[Stored data entries]
══════

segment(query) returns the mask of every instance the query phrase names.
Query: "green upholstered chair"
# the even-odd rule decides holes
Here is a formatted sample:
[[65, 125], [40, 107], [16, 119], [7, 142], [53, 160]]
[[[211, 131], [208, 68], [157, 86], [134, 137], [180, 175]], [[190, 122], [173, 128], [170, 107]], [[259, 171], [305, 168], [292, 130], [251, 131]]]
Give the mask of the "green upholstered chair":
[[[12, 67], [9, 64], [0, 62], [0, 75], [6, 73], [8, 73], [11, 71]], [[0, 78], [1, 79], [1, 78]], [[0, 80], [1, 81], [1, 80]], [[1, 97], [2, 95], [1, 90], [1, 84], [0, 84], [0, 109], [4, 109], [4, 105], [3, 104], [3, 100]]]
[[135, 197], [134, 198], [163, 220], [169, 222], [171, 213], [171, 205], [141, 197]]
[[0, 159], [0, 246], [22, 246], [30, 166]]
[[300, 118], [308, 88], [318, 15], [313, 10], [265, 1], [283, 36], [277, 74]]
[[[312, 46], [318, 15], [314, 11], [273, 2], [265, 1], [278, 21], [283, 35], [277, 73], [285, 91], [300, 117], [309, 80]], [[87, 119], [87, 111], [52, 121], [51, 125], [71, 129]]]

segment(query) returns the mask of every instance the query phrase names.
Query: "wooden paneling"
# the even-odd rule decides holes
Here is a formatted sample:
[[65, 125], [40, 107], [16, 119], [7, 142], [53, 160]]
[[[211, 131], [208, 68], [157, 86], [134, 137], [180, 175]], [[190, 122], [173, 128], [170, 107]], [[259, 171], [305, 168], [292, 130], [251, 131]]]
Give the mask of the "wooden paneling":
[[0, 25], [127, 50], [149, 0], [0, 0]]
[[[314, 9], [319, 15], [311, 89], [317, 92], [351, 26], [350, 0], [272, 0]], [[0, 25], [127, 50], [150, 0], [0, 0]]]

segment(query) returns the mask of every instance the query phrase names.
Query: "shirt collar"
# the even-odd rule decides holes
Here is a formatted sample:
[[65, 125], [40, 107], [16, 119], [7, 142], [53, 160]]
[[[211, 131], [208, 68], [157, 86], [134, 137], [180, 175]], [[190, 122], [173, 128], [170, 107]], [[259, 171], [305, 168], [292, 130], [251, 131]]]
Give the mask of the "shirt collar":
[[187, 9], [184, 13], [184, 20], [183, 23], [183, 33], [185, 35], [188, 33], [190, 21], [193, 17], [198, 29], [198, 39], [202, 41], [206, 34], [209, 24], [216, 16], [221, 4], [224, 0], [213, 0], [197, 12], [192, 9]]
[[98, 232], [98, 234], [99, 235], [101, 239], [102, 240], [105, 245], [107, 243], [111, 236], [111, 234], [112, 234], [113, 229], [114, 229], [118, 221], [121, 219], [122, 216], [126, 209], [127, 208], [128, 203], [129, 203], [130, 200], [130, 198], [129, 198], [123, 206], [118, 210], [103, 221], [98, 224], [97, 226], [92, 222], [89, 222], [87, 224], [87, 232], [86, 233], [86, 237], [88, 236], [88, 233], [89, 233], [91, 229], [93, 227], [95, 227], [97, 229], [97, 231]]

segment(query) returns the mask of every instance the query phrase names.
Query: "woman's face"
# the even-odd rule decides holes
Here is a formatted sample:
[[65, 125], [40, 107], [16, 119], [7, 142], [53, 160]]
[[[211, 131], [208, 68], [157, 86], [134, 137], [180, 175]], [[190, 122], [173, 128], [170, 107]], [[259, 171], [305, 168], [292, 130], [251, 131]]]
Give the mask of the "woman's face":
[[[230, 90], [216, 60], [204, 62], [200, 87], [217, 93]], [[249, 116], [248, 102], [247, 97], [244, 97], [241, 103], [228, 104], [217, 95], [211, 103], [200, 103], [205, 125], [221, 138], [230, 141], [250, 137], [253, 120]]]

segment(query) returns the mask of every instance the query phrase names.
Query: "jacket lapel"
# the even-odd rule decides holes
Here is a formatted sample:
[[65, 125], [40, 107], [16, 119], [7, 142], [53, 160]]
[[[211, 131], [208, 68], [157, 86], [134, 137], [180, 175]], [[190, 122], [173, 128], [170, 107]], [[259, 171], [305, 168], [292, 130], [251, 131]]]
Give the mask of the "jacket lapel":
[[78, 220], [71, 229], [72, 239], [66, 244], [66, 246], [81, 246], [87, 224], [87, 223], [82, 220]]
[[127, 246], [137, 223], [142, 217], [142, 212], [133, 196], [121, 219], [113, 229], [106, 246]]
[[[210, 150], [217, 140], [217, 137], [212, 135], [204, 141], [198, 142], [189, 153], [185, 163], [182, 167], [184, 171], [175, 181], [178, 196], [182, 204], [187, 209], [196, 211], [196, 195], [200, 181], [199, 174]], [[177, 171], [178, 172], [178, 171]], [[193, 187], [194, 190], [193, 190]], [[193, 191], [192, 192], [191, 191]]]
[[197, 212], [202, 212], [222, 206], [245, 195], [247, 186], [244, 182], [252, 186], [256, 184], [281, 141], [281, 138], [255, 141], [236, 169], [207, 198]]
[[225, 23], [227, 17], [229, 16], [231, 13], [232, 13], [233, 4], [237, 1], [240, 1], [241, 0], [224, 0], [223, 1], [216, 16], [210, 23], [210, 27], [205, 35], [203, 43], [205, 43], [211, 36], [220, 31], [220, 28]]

══════

**TASK DETAILS**
Rewrite all the records, swapping every "formatted sample" for "formatted illustration" and leaving the rest unchanged.

**OUTPUT FOR THIS TASK**
segment(query) returns the mask of every instance the query phrase names.
Query: "green upholstered chair"
# the even-odd rule decides holes
Here is a formatted illustration:
[[65, 125], [40, 107], [16, 119], [7, 142], [53, 160]]
[[[211, 131], [208, 68], [157, 86], [134, 137], [180, 175]], [[190, 122], [173, 128], [170, 107]], [[259, 171], [305, 168], [292, 130], [251, 131]]]
Give the mask of the "green upholstered chair":
[[[12, 67], [9, 64], [0, 62], [0, 75], [6, 73], [8, 73], [11, 71]], [[0, 78], [1, 79], [1, 78]], [[0, 80], [1, 81], [1, 80]], [[1, 97], [2, 95], [1, 90], [1, 84], [0, 84], [0, 109], [4, 109], [4, 105], [3, 104], [3, 100]]]
[[135, 197], [134, 198], [163, 220], [169, 222], [171, 213], [171, 205], [141, 197]]
[[0, 159], [0, 246], [22, 246], [30, 166]]
[[300, 118], [308, 88], [318, 15], [313, 10], [265, 1], [283, 36], [277, 74]]
[[[312, 46], [318, 15], [314, 11], [273, 2], [265, 1], [278, 21], [283, 35], [277, 73], [285, 91], [300, 117], [309, 80]], [[87, 119], [87, 111], [52, 121], [51, 125], [71, 129]]]

segment(query) returns the mask of every instance the query phrase names.
Query: "wooden paneling"
# the even-odd rule decides holes
Here is a formatted illustration:
[[65, 125], [40, 107], [16, 119], [7, 142], [53, 160]]
[[[211, 131], [208, 68], [157, 86], [134, 137], [180, 175]], [[190, 122], [173, 128], [170, 107]], [[259, 171], [305, 168], [292, 130], [251, 131]]]
Give the mask of the "wooden paneling":
[[0, 25], [127, 50], [149, 0], [0, 0]]
[[[314, 9], [319, 15], [311, 89], [317, 92], [351, 26], [350, 0], [272, 0]], [[0, 25], [127, 50], [150, 0], [0, 0]]]

segment(query) returns the mask of every instance the query phrase names.
Query: "shirt collar"
# the even-odd rule decides holes
Here is a formatted illustration:
[[65, 125], [40, 107], [16, 119], [7, 142], [53, 160]]
[[[211, 131], [208, 68], [157, 86], [134, 137], [180, 175]], [[190, 122], [173, 128], [170, 107]], [[259, 171], [305, 168], [292, 130], [251, 131]]]
Give the mask of the "shirt collar":
[[187, 9], [184, 13], [184, 20], [183, 23], [183, 33], [185, 35], [188, 33], [190, 21], [193, 17], [198, 29], [198, 39], [202, 41], [206, 34], [209, 24], [216, 16], [221, 4], [224, 0], [213, 0], [197, 12], [192, 9]]
[[98, 232], [98, 234], [99, 235], [101, 239], [102, 240], [105, 245], [107, 243], [111, 236], [111, 234], [112, 234], [113, 229], [114, 229], [118, 221], [121, 219], [122, 216], [126, 209], [127, 208], [128, 203], [129, 203], [130, 200], [130, 198], [129, 198], [123, 206], [118, 210], [103, 221], [98, 224], [97, 226], [92, 222], [89, 222], [87, 224], [87, 232], [86, 233], [86, 237], [88, 236], [88, 233], [89, 233], [91, 229], [93, 227], [95, 227], [97, 229], [97, 231]]

segment(query) returns the mask of every instance the query phrase names.
Query: "woman's face"
# the even-odd rule decides holes
Here is a formatted illustration:
[[65, 125], [40, 107], [16, 119], [7, 142], [53, 160]]
[[[211, 131], [208, 68], [157, 86], [134, 137], [180, 175]], [[190, 122], [173, 128], [170, 107]], [[259, 171], [305, 168], [292, 130], [251, 131]]]
Give the mask of the "woman's face":
[[[230, 90], [216, 60], [204, 62], [200, 87], [217, 93]], [[249, 116], [248, 102], [247, 97], [244, 97], [241, 103], [228, 104], [217, 95], [211, 103], [200, 103], [205, 125], [221, 138], [230, 141], [250, 137], [253, 120]]]

segment(query) returns the mask of every instance the query phrase names.
Query: "jacket lapel"
# the even-odd rule decides holes
Here is a formatted illustration:
[[65, 125], [40, 107], [16, 119], [7, 142], [53, 160]]
[[[211, 131], [208, 68], [157, 86], [134, 137], [180, 175]], [[190, 122], [173, 128], [170, 107]], [[259, 171], [305, 168], [292, 130], [251, 131]]]
Give the mask of the "jacket lapel":
[[78, 220], [71, 229], [72, 239], [66, 244], [66, 246], [81, 246], [87, 224], [87, 223], [82, 220]]
[[127, 246], [137, 223], [142, 217], [142, 212], [133, 196], [121, 219], [113, 229], [106, 246]]
[[[210, 150], [217, 140], [217, 137], [212, 135], [204, 141], [198, 142], [189, 153], [185, 163], [182, 167], [184, 171], [175, 181], [178, 196], [182, 204], [187, 209], [196, 211], [196, 195], [200, 181], [199, 174]], [[177, 171], [178, 172], [178, 171]], [[193, 187], [194, 190], [193, 190]], [[193, 191], [192, 192], [191, 191]]]
[[197, 212], [202, 212], [222, 206], [245, 195], [247, 186], [244, 182], [252, 186], [256, 184], [281, 141], [281, 138], [255, 141], [236, 169], [207, 198]]
[[225, 23], [227, 17], [229, 16], [231, 13], [232, 13], [233, 4], [237, 1], [240, 1], [241, 0], [224, 0], [223, 1], [216, 16], [210, 23], [210, 27], [205, 35], [203, 43], [205, 43], [211, 36], [220, 31], [220, 28]]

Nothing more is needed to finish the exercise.